__OBJECTIVES__
(a) For each statement, say yes or no on whether it agrees with the email below on DoH and DHCP, and quote the deciding words from that email. (i) Ted Lemon states that DHCP authentication does not exist. (ii) The reply says that adding the configuration mechanism changes DoH's ability to address its threat model. (iii) Under the current model, the OS or applications like browsers install a curated CA bundle.
(b) Using the email below on DoH and DHCP, answer each question briefly.
(i) On what day and at what time did Ted Lemon write his message?
(ii) According to the reply, who decides whether a resolver provided by a DHCP server can be trusted?
(iii) What file does a DNS stub resolver look into to pick a resolver?
(c) Carry on the email below on DoH and DHCP, starting right after its last sentence.

__TEXT SEGMENT__
- - - -

The added "danger" is that recipient inherently trusts the
information.

On Sat, Aug 18, 2018 at 2:22 PM, Ted Lemon <mellon@fugue.com> wrote:
> DHCP authentication doesn't exist.   We already rejected a draft that
> described how to set up DoH with DHCP.   Yours is a little more complicated,
> but doesn't seem any less dangerous.   Before you go any farther on this,
> you might ask yourself a couple of questions:
>
> 1. Why is DoH being used?

The DoT and DoH are being used because they're both either standard or
on a standards track and have deployed client software.

> 2. What is the thread model that DoH is addressing?
> 3 How does adding this configuration mechanism impact DoH's ability to
> address that threat model?

It does not. In both cases, determining whether the resolver (or its
capabilities) provided by a DHCP server can be trusted is up to the
client.
The current model is that either OS or applications like browsers
install a curated CA bundle with CA's the client should trust.
When a DNS stub resolver receives a request, it looks into the
resolv.conf (simplifed) and picks a resolver to send query to.

- - - -

__DATASET ENTRIES__
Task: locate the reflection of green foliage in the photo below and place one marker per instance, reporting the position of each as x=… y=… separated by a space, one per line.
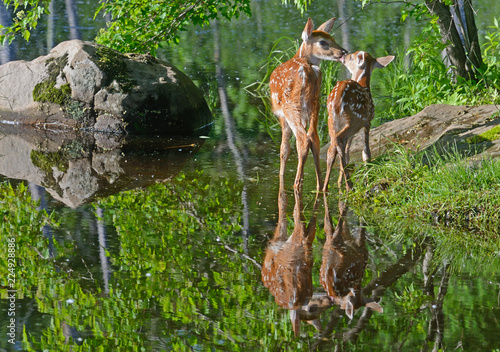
x=21 y=220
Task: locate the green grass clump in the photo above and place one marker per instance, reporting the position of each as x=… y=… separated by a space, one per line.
x=488 y=136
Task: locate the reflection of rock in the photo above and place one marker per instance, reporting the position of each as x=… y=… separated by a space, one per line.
x=76 y=169
x=83 y=84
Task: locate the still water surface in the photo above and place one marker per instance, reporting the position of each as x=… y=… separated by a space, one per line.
x=160 y=242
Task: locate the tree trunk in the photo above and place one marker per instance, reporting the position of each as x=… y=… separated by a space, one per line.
x=450 y=37
x=462 y=47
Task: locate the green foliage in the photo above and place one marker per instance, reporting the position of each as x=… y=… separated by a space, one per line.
x=160 y=21
x=488 y=136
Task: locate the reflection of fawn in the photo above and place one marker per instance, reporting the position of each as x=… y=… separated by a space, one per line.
x=287 y=268
x=344 y=262
x=350 y=108
x=295 y=88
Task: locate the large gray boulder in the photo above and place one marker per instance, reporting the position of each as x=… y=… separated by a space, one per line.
x=85 y=85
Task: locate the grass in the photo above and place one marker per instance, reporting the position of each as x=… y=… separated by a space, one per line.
x=446 y=201
x=443 y=189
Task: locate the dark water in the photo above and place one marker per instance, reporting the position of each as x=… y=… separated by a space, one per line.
x=159 y=243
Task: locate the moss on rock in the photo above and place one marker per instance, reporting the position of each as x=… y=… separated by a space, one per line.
x=114 y=66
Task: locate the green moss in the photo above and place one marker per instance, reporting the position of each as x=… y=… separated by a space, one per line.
x=488 y=136
x=114 y=66
x=46 y=91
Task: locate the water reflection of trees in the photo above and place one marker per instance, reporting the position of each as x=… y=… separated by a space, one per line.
x=346 y=266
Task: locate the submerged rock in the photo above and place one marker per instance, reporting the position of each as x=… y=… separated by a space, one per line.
x=85 y=85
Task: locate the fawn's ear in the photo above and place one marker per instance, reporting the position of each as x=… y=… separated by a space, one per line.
x=295 y=322
x=328 y=25
x=381 y=62
x=306 y=33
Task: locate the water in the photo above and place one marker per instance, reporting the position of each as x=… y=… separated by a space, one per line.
x=158 y=243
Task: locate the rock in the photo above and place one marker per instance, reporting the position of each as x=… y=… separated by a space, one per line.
x=85 y=85
x=436 y=125
x=76 y=167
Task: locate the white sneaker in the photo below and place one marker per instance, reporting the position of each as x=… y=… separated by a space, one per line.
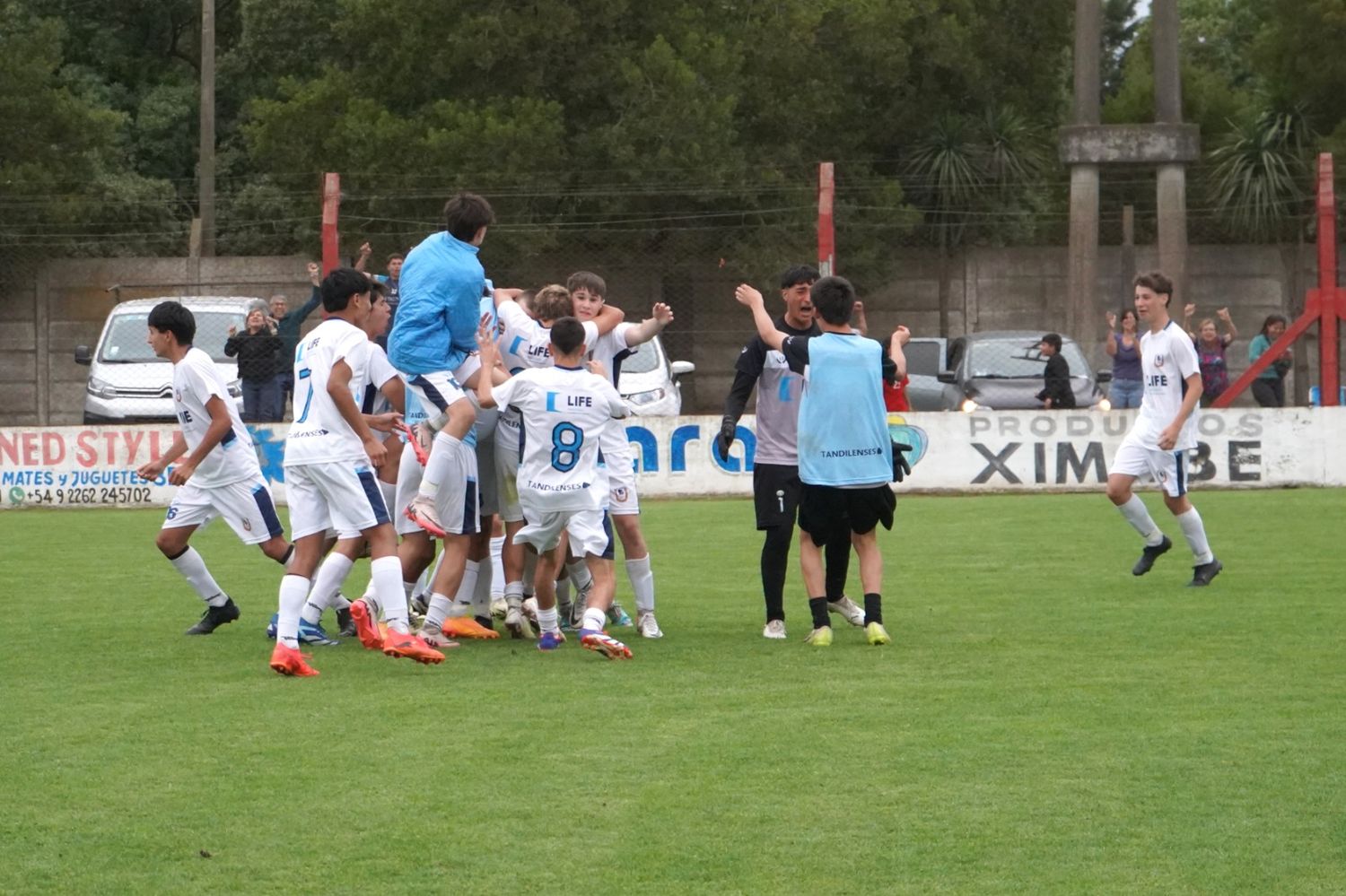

- - - -

__RESULTS FOR EACH TASK__
(a)
(i) Yes: "DHCP authentication doesn't exist."
(ii) No: "It does not."
(iii) Yes: "The current model is that either OS or applications like browsers install a curated CA bundle with CA's the client should trust."

(b)
(i) Saturday, August 18, 2018, at 2:22 PM
(ii) The client
(iii) resolv.conf

(c)
Currently the most common method is to pick first, but it might prefer
resolvers with secure capabilities first.
If a resolver is advertised as secure, the stub resolver may do a TLS
handshake and check the certificate.
Now at this step, it may:

a) only trust certificates issued by a CA trusted by the application
with the resolver IP address in SAN (trust system configuration)
b) ditto, but certificates with advertised ADN in SAN or matching
SPKI pin (this presumes the client trusts DHCP offering, or is okay
with TOFU)
c) bail and talk to the resolver over port 53

In a), the resolver can be trusted. In both b) and c) the trust in the
resolver doesn't really change from current status until DHCP
authentication happens, but the query stream is hidden from other
devices on the same network. Either way, the benefit is that stub
resolver can make a decision based on a multitude of factors. Is there
a merit in this, or am I perhaps missing something?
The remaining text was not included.